■ **Instructions for the task**: What is wanted is the line holding "Practice. Find the gray" and every later line through the end of the entries, set down exactly.

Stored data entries

= = =

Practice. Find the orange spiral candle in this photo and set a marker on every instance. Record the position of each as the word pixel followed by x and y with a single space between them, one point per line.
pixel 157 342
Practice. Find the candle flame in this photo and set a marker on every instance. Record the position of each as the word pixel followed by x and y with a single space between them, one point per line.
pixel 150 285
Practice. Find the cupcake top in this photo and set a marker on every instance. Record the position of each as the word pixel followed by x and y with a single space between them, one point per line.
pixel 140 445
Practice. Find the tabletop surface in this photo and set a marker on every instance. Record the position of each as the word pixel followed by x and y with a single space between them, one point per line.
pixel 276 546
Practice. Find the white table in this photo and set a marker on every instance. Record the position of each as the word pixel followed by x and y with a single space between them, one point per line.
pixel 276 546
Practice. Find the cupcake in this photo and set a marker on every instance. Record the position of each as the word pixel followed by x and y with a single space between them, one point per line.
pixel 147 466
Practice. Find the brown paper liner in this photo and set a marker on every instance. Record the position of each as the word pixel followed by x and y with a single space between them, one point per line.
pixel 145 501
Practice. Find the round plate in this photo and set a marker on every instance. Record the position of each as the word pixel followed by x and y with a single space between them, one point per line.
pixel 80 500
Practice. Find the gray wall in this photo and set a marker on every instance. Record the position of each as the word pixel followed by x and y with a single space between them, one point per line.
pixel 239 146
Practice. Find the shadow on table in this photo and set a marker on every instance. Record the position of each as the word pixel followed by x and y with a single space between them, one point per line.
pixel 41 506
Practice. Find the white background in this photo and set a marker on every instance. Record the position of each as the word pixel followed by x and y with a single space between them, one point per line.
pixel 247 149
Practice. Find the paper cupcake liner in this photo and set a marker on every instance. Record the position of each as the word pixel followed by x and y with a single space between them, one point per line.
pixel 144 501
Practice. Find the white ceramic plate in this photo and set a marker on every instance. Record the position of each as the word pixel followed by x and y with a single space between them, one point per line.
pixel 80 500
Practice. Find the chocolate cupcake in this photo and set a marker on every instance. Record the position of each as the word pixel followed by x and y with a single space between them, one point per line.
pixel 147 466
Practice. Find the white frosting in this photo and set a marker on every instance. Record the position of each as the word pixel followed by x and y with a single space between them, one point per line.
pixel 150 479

= = =

■ **Answer area**:
Practice. Find the gray wall in this photo and set a marker on every instance. Record the position of each as the word pixel followed by x and y with a single space between them, one point per line.
pixel 239 146
Practice. Find the shadow on table in this photo and set a marker on every instance. Record the position of each as the word pixel followed by x and y with a single space between them, one point per line.
pixel 41 506
Practice. Find the white background in this photo and set a marker on every instance. Record the position of each as the word pixel followed by x and y with a single space between them, one point per line.
pixel 247 149
Practice. Find the paper cupcake liner in this photo and set a marker on every instance. Record the position of each as the word pixel followed by x and y with a single space between them, one point per line.
pixel 144 501
Practice. Find the white ceramic plate in this photo and set a marker on every instance. Record the position of each as the word pixel followed by x and y with a single space between them, one point per line.
pixel 80 500
Practice. Find the chocolate cupcake in this photo and set a marker on every instance. Record the position of each as the word pixel followed by x and y with a single space between them, one point per line.
pixel 147 466
Practice. Find the white frosting in this photo and set a marker on every instance. Record the position of each as the word pixel followed by x and y with a single space between them, one point per line.
pixel 150 479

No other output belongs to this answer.